Segment Open

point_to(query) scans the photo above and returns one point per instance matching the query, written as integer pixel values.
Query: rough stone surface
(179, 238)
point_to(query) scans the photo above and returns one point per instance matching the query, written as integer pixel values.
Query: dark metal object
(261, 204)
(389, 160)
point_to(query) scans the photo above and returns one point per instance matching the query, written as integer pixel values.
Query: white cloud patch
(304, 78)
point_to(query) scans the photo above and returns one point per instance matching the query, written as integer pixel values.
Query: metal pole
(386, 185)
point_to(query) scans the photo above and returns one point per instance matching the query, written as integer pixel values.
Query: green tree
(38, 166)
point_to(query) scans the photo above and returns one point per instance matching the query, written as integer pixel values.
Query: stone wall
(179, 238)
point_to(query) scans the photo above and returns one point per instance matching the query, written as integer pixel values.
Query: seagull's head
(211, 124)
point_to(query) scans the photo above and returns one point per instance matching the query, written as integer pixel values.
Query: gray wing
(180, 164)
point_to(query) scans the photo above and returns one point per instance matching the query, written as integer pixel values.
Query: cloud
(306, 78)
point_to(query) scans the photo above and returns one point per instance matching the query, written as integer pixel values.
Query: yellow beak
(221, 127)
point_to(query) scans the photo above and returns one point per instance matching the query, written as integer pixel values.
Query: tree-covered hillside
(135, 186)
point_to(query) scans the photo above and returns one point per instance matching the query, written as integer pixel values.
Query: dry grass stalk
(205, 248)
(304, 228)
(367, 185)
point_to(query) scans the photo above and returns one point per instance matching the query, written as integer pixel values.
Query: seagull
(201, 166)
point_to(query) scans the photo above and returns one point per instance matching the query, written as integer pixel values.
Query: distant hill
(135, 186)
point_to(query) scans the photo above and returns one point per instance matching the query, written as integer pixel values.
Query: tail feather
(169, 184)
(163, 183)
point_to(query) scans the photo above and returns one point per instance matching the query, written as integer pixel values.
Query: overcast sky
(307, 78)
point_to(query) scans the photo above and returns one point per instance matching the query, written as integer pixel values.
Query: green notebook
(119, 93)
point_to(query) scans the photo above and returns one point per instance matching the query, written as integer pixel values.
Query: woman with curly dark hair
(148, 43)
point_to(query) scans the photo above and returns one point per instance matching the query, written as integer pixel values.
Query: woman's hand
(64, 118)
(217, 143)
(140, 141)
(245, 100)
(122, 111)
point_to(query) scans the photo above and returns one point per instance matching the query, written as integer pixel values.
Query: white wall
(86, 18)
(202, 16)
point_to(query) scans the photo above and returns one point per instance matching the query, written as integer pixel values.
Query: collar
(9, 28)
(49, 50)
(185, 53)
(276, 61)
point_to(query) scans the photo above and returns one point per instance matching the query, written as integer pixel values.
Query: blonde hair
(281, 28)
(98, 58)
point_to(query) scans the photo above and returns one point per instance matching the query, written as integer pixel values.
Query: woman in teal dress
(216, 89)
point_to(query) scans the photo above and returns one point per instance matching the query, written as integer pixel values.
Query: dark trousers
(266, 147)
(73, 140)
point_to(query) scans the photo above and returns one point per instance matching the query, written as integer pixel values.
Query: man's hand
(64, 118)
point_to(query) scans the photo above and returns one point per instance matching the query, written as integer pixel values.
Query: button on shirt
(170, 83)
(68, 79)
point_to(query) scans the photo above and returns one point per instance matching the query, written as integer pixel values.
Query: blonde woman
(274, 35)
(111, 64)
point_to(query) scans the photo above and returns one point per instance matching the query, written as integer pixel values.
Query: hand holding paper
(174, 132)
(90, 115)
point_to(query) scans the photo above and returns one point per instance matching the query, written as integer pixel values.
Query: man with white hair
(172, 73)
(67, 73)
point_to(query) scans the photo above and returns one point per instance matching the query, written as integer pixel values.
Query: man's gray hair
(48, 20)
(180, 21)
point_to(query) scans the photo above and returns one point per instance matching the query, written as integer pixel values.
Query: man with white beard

Segment Closed

Please repeat every entry, exactly as it was written.

EXERCISE RESULT:
point_to(query) scans the photo above and returns one point per instance matching the query, written as integer pixel values.
Query: rough stone surface
(179, 238)
point_to(query) scans the photo above and returns one point per instance matching the query, written as integer pixel values.
Query: dark metal object
(261, 204)
(389, 160)
point_to(query) scans the photo above and returns one point per instance matching the query, written as integer pixel values.
Query: white cloud patch
(304, 78)
point_to(query) scans the photo above and returns one point per instance matching the query, written as integer pixel values.
Query: metal pole
(386, 185)
point_to(query) scans the photo above and returns one point per instance matching the query, written as integer pixel values.
Query: green tree
(38, 166)
point_to(query) scans the photo above and returns one point per instance matching the query, written as integer pixel values.
Query: stone wall
(179, 238)
point_to(query) scans the photo above and returns one point per instance matching the query, written as integer pixel values.
Query: seagull's head
(211, 124)
point_to(query) scans the photo above and returns one point per instance matching the query, written as integer pixel values.
Query: gray wing
(180, 164)
point_to(query) scans the photo above and returns one point per instance matching the query, written as integer pixel values.
Query: cloud
(306, 78)
point_to(query) scans the photo above and returns one point per instance matching the query, written as integer pixel values.
Query: yellow beak
(221, 127)
point_to(query) scans the photo above and returns one point per instance matching the query, written as integer pixel values.
Query: tree-covered hillside
(135, 186)
point_to(query) scans the photo above and returns one point per instance matching the query, written as integer pixel values.
Query: dry grass stalk
(205, 248)
(304, 228)
(367, 185)
point_to(query) scans the photo above and returns one point per instance matching the query, written as integer pixel values.
Query: seagull
(201, 166)
point_to(query) scans the photo above and returns one point per instance matching the query, written as integer pixel values.
Query: distant hill
(135, 186)
point_to(query) scans the photo above and returns one point per instance matching the query, written as integer pixel values.
Query: tail feather
(169, 184)
(163, 183)
point_to(query) scans the photo above and returns one point per instance matching the query, written as integer pixel values.
Query: overcast sky
(307, 78)
point_to(query) scans the photo above and returns one point per instance matching the query, written as integer pixel values.
Query: green notebook
(119, 93)
point_to(query) scans the photo above and returns one point per instance matching the query, written as integer pixel values.
Query: woman with curly dark hair
(148, 43)
point_to(query) scans the photo above and returns one point per instance matching the query, written as integer pixel values.
Query: woman's hand
(64, 118)
(217, 143)
(140, 141)
(245, 100)
(122, 111)
point_to(query) scans the photo above and returns one point per instance matching the query, written as integer pixel values.
Query: white wall
(86, 18)
(202, 16)
point_to(query) scans the photo above and returns one point per instance matching the query, written as integer pixel values.
Query: collar
(9, 28)
(49, 50)
(185, 53)
(276, 61)
point_to(query) scans the photo above and returns one point per instance matching the query, written as integer pixel values.
Query: blonde hair
(281, 28)
(98, 58)
point_to(query) scans the photo above and returns one point per instance matching the query, written as integer pixel values.
Query: woman in teal dress
(216, 89)
point_to(query) scans the photo above and returns one point per instance matching the query, written as integer pixel values.
Query: dark trousers
(266, 147)
(73, 140)
point_to(query) scans the photo above and returns one point per instance matching the query, written as integer pixel values.
Query: man's hand
(64, 118)
point_to(query) scans the photo above and returns one point per instance matching the query, written as integer pixel values.
Query: button on shirt
(170, 83)
(68, 79)
point_to(query) scans the photo above and returns one point per instance matching the query, written as integer pixel values.
Query: blonde woman
(274, 35)
(111, 64)
point_to(query) scans the photo above and returns one point per instance matching the query, written as integer pixel values.
Query: hand holding paper
(174, 132)
(90, 115)
point_to(query) scans the photo above and returns one point per instance matching the query, written as integer pixel values.
Query: man with white hair
(172, 73)
(67, 73)
point_to(query) scans the photo above and returns one point per instance matching the query, written as integer pixel values.
Query: man's gray hair
(48, 20)
(180, 21)
point_to(query) scans the photo above and returns one point per instance matching the query, written as integer pixel values.
Query: man with white beard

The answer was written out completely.